### REQUIRED TASKS
a) Answer these three questions from the in-class exercise text on CR1, one line per answer, marked (i), (ii), (iii):
(i) What is the accession code of the human CR1 mRNA sequence?
(ii) Which two tools should be used to make the dot plots?
(iii) What is the accession code of the chimpanzee protein?
b) Write a continuation of the in-class exercise text on CR1 that picks up after its final sentence.

### GIVEN PASSAGE

-- Opening Marker --

In-class Exercises,
January 22
Complement Receptor 1 (CR1) is an important protein in your immune system. It has homologs in primate species that are quite similar in sequence. In addition parts of its sequence (at protein and/or at DNA-level) are similar to itself, i.e. it contains internally repeated domains. Investigate this using dot plots using the tools Dotlet (a JAVA applet) and JDotter (a JAVA Web Start application).
Note: Dotlet has a nice "learn by example" page - study that first. Personally for use I'd prefer JDotter but, to be honest, we would not use dotplotting (anymore) to investigate a protein (see lecture) and most visual features of these programs seem fairly... useless. Still, please try to get both programs to run; it is important for us to ensure that you can run both JAVA applets and JAVA Webstart applications on your laptops in future exercises (and exams).
Compare the mRNA sequence of human CR1 to itself to see internal repeats (to do this retrieve its nucleotide sequence with accession code NM_000573 from NCBI in FASTA format and use it as input on both axes of your dotplot)
Now plot the human CR1 protein sequence against itself (its accession code is NP_000564).
Finally get plots (always with both tools) that compare the human CR1 protein sequence with that of a protein in chimpanzee that is similar in sequence (the accession code for the chimp protein is XP_001166919).
PSI-BLAST uses the same query form as BLASTP does. Your next problem set (home work 2) also guides you through an example but let's try this one to get started. It will hopefully demonstrate nicely to you that the increased sensitivity of PSI-BLAST sometimes makes it worth the "hassle" of having to interact with the program and go through several rounds of searching.

-- Closing Marker --

### RECORD SET
-- Opening Marker --

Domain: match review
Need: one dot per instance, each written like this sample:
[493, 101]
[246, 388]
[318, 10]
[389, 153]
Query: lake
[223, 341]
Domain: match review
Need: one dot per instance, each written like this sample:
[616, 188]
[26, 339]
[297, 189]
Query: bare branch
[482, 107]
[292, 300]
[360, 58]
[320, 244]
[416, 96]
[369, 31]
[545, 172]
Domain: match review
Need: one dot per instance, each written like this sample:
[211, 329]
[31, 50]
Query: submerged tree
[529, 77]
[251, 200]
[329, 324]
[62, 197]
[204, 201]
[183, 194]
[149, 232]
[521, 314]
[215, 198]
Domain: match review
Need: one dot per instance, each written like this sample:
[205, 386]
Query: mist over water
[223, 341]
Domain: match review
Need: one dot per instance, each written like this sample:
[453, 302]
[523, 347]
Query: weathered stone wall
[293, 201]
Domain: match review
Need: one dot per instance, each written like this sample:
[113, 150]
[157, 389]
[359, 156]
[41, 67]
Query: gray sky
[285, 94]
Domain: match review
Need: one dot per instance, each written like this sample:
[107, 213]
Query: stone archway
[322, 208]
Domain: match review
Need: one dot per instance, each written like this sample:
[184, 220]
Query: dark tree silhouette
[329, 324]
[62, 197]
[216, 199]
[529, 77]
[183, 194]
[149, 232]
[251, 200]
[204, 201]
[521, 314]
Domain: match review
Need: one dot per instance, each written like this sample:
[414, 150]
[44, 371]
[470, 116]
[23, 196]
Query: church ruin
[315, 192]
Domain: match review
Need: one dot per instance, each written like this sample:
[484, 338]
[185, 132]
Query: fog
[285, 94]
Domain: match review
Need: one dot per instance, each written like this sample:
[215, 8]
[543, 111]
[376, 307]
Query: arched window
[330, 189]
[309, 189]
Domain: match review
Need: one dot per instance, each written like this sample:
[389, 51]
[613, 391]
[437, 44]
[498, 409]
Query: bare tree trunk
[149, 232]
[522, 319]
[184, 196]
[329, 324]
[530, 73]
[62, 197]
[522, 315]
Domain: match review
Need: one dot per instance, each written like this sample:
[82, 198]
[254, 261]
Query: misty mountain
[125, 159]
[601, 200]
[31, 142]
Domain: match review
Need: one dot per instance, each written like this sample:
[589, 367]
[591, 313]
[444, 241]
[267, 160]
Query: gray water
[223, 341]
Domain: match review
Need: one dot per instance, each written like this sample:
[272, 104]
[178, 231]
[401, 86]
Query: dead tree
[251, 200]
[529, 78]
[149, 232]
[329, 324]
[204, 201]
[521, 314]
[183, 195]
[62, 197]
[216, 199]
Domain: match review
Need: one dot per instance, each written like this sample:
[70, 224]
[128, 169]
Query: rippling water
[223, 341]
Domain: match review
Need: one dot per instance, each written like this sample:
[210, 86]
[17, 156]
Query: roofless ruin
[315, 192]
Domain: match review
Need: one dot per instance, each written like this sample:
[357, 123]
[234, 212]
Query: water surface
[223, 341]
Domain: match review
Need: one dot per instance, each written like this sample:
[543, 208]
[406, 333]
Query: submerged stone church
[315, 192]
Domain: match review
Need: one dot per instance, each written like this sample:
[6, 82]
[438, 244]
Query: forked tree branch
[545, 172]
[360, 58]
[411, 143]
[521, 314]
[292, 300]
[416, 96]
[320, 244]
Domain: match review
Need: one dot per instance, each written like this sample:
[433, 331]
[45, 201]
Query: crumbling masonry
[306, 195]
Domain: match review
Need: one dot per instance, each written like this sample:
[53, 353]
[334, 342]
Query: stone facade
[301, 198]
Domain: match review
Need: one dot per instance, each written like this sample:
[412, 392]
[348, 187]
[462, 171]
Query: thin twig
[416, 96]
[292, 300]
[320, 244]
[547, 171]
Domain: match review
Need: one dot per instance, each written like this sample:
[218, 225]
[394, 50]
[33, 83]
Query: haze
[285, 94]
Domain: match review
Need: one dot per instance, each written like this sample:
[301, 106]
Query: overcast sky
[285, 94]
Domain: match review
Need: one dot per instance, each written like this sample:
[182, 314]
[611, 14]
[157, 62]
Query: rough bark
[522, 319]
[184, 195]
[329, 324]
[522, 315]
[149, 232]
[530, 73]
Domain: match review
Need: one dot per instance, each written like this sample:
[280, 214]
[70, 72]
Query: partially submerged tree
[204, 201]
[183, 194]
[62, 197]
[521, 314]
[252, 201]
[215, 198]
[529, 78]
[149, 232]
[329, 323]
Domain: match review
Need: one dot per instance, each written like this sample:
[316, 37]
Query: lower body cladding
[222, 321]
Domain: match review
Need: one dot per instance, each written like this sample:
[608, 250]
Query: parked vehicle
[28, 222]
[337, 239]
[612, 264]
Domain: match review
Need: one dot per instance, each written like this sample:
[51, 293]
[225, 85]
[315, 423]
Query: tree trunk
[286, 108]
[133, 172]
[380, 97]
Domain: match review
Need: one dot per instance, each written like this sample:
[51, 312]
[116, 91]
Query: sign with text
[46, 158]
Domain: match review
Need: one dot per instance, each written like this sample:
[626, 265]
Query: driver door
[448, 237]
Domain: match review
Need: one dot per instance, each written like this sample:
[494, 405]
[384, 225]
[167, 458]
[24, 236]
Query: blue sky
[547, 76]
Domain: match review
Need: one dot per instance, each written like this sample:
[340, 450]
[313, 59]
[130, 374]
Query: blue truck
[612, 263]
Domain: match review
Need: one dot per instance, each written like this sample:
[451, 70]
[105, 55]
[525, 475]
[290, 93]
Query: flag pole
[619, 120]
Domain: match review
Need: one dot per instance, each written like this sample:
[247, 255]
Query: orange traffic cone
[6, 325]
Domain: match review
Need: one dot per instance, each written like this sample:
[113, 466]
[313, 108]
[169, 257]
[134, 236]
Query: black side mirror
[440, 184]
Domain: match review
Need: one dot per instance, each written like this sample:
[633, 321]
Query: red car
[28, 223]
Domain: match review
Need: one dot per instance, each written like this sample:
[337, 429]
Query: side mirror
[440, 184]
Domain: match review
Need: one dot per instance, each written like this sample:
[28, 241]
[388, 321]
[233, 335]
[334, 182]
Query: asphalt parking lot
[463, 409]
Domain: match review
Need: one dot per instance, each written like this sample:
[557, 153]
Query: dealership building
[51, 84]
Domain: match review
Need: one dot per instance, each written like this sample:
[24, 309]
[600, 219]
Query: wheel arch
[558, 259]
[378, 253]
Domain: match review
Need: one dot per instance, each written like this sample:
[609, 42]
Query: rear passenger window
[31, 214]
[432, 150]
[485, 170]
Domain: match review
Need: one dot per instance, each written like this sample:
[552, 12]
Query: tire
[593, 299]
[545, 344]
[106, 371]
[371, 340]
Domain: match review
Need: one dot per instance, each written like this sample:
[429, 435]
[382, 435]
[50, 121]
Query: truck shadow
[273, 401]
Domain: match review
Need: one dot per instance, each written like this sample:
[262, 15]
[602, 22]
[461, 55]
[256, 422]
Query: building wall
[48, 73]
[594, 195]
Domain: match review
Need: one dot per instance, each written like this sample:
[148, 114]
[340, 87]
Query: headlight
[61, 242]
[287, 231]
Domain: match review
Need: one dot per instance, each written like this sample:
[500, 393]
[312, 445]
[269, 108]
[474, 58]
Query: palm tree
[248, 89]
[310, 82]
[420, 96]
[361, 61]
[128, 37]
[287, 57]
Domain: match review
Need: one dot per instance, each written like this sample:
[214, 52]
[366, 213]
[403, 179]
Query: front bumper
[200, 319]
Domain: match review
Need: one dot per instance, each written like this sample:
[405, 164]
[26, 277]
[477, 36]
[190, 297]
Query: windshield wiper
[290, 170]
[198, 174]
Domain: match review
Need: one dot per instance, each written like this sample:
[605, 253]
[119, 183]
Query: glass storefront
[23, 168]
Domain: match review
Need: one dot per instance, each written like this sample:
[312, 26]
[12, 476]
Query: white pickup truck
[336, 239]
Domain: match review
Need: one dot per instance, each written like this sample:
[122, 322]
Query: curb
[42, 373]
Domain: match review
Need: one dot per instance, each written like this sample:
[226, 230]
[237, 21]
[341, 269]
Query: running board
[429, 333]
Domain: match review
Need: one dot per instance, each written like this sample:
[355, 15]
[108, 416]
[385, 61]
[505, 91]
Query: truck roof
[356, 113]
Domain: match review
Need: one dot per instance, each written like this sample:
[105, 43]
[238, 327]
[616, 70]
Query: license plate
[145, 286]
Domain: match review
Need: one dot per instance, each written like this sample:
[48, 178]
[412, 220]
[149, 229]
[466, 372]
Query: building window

-- Closing Marker --
-- Opening Marker --

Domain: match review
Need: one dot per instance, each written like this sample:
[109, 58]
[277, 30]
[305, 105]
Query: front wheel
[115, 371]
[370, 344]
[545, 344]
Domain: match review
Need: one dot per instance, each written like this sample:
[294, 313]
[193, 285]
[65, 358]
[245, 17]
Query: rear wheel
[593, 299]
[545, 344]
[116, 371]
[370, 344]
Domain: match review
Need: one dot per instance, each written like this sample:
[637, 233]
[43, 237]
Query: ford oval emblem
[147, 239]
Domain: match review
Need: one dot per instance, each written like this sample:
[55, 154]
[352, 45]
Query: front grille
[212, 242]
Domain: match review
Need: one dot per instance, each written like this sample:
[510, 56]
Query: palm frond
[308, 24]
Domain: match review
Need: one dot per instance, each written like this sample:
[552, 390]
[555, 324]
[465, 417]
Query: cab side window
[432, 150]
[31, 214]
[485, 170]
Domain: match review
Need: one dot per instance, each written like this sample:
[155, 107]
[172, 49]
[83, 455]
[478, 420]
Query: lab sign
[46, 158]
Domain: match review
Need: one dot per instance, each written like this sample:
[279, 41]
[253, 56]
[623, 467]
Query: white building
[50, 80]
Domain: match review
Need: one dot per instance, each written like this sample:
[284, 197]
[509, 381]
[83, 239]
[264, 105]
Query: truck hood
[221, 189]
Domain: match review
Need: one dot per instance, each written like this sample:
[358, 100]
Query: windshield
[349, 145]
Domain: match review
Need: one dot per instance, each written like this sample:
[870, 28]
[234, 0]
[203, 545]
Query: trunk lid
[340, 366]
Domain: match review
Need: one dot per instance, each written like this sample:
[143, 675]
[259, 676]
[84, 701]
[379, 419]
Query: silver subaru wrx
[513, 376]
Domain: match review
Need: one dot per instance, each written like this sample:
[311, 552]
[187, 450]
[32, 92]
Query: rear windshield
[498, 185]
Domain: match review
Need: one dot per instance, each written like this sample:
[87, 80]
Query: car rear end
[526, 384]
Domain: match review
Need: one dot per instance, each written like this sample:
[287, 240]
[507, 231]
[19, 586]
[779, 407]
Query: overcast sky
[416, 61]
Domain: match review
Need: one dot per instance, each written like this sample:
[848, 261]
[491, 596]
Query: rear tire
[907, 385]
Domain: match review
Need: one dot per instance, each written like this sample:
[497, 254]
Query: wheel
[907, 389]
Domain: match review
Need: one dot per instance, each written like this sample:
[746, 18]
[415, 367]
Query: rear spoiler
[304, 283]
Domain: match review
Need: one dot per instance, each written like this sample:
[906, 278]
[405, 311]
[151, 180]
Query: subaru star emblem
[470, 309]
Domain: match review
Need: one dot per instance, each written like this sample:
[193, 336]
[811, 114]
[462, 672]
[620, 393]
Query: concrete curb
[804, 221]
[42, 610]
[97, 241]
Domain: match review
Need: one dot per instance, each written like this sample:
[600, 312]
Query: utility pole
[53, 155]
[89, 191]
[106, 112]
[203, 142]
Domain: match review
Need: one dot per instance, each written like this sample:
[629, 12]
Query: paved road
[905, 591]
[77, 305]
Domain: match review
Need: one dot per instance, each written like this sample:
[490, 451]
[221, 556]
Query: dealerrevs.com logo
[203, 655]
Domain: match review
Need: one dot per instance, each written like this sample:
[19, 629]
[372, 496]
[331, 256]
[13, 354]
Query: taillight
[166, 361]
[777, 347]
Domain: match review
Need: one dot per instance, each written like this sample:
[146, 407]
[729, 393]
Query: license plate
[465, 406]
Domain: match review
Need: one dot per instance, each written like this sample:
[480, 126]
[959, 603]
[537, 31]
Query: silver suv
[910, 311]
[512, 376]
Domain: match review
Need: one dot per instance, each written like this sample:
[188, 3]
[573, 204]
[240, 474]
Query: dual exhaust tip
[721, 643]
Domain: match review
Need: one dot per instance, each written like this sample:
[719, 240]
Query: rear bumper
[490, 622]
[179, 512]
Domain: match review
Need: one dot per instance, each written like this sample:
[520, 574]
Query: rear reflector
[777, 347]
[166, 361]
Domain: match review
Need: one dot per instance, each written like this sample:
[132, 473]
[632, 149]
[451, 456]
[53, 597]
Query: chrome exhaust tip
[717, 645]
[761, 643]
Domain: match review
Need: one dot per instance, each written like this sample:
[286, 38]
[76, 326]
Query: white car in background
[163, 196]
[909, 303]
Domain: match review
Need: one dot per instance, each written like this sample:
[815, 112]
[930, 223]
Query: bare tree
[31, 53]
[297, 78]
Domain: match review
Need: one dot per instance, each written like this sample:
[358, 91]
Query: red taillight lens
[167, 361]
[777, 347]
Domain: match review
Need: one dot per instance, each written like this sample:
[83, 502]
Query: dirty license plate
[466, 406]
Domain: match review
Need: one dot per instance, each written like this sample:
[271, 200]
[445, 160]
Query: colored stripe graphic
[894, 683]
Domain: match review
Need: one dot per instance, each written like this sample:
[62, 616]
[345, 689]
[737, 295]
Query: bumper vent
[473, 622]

-- Closing Marker --

### WRITTEN ANSWERS
a)
(i) NM_000573
(ii) Dotlet and JDotter
(iii) XP_001166919

b)
Use human actin as your query sequence (you could get it through NCBI but, just for fun, why don't you retrieve the FASTA-formatted sequence from SwissProt this time: http://www.expasy.org/swissprot - the SwissProt accession "number" is ACTC_HUMAN). To make sure you can cope with the large lists of homologs you will obtain, change the parameters so that that is not an issue (e.g. so that up to 5000 alignments are displayed). Also, since there are so many homologs we can use a less populated but better annotated database: SwissProt. Just like in the HW2 instructions, I will use the check boxes to select only those sequences in each iteration with E-values better (=lower) than 1E-04. However, please note that you could do this automatically also, by setting the PSI-BLAST inclusion threshold to this value, as suggested at the end of the lecture.
If you run PSI-BLAST now over a few iterations until the search converges (i.e. no new sequences appear with as good or better E-values than your inclusion threshold), you will observe that distant homologs have names that indicate that they play a different biological role than actin... If you don't feel completely familiar with what actin's role in eukaryotic cells is, and what the role of these other proteins are, then have a look at the wikepedia entries for "actin" and for "chaperone(protein)".